THE PROBLEM:
From the entries that follow, work out how many lines contain "tree". Write the number only.
━━ WORKING DATA
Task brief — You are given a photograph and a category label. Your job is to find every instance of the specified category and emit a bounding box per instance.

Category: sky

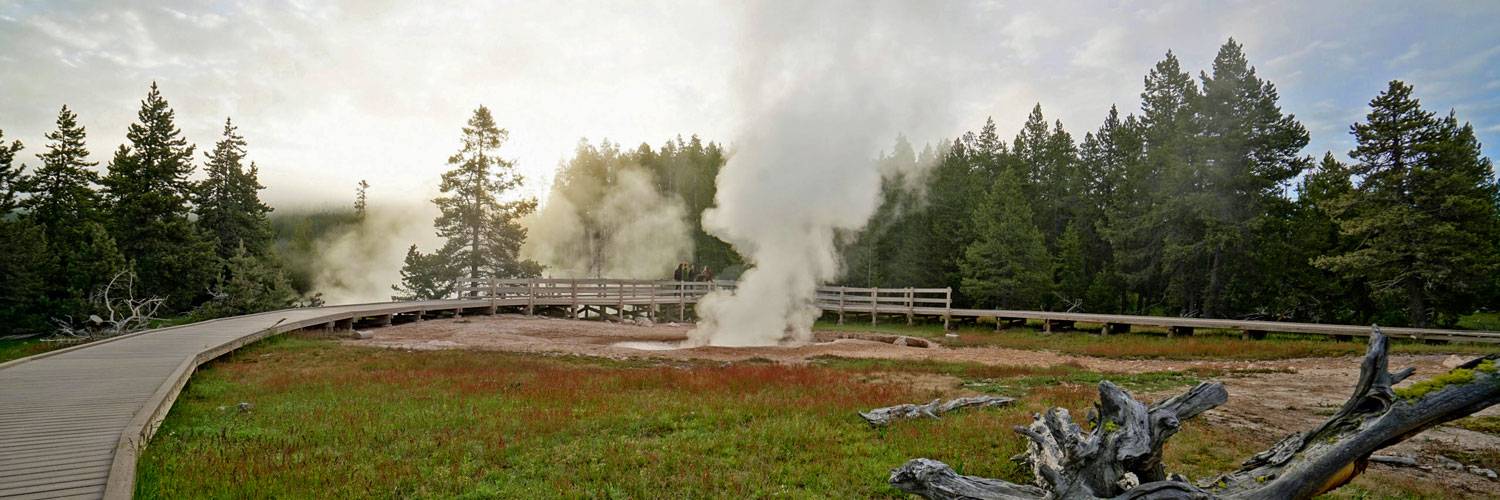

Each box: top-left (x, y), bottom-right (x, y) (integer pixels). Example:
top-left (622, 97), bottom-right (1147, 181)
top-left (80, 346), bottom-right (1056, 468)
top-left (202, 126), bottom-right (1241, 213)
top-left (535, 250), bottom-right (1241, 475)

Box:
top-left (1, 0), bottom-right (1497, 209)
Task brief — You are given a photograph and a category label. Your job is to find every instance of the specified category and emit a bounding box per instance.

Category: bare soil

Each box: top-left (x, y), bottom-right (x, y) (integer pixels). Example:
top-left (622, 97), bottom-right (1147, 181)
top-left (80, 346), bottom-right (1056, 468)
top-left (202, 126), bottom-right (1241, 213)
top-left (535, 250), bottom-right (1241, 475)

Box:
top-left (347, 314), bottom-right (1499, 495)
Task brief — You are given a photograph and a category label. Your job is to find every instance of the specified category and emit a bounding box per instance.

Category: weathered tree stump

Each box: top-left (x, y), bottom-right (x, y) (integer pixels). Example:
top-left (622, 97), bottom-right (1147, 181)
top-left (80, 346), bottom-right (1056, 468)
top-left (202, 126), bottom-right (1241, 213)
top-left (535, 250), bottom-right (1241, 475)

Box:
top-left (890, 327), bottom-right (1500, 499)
━━━━
━━ WORKING DATA
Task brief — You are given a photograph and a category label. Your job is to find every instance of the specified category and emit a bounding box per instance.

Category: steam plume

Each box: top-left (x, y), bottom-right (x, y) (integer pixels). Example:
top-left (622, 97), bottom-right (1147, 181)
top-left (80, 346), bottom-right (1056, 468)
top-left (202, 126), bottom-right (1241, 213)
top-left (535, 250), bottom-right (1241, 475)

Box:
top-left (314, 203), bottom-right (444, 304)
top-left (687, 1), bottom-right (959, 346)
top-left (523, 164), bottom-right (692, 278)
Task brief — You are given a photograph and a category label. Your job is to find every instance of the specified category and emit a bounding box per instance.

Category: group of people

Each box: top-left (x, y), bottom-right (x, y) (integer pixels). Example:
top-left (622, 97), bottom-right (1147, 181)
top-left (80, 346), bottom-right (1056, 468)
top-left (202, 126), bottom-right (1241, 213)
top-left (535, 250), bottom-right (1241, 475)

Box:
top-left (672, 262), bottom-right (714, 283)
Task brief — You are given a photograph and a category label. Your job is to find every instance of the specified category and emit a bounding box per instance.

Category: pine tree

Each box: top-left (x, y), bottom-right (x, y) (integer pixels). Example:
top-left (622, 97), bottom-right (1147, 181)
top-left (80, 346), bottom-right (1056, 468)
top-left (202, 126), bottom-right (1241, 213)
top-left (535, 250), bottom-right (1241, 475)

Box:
━━━━
━━ WORKING DATA
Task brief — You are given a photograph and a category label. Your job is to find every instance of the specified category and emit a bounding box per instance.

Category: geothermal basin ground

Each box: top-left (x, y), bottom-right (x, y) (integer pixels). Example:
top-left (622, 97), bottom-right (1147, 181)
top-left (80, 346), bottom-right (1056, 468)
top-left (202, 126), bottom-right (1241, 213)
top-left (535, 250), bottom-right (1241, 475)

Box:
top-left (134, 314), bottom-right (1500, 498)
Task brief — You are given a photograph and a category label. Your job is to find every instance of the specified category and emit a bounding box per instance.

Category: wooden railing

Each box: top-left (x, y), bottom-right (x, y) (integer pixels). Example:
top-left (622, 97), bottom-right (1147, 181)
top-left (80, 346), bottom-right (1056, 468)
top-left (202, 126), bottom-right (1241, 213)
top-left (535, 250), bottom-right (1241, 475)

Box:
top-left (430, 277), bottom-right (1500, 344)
━━━━
RESULT:
2